| What you have to do |
From the presentation summary, return the part that begins at the words "Youtube video" and stops after the words "and treatment protocols.", copied exactly.

Patient Safety Presentation

Reducing Maternal Morbidity and Mortality through Shared Leadership with Patients and Community

Melissa Bauer, DO

Presented September 4, 2025 at the 2025 APSF Stoelting Conference on “Transforming Maternal Care: Innovations and Collaborations to Reduce Morbidity and Mortality”

Youtube video

SUMMARY

Melissa Bauer, DO’s presentation emphasizes that reducing maternal morbidity and mortality (MMM) from conditions like sepsis requires moving beyond hospital walls to engage patients and communities in a model of shared leadership. The project identified three key delays leading to maternal sepsis deaths—recognition, treatment, and escalation of care—and developed strategies to overcome them. These strategies include using culturally relevant, mobile-first educational tools (like QR codes and business cards) to empower patients with knowledge of warning signs and advocacy language, while simultaneously standardizing hospital screening and treatment protocols.

| Exercise data |

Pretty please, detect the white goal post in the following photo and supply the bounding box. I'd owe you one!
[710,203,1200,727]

==

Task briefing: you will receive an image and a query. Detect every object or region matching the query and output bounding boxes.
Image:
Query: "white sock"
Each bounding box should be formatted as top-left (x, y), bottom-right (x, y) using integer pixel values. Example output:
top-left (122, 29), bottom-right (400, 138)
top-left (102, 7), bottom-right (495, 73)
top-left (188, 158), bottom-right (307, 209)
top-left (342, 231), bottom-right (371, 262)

| Exercise response |
Youtube video

SUMMARY

Melissa Bauer, DO’s presentation emphasizes that reducing maternal morbidity and mortality (MMM) from conditions like sepsis requires moving beyond hospital walls to engage patients and communities in a model of shared leadership. The project identified three key delays leading to maternal sepsis deaths—recognition, treatment, and escalation of care—and developed strategies to overcome them. These strategies include using culturally relevant, mobile-first educational tools (like QR codes and business cards) to empower patients with knowledge of warning signs and advocacy language, while simultaneously standardizing hospital screening and treatment protocols.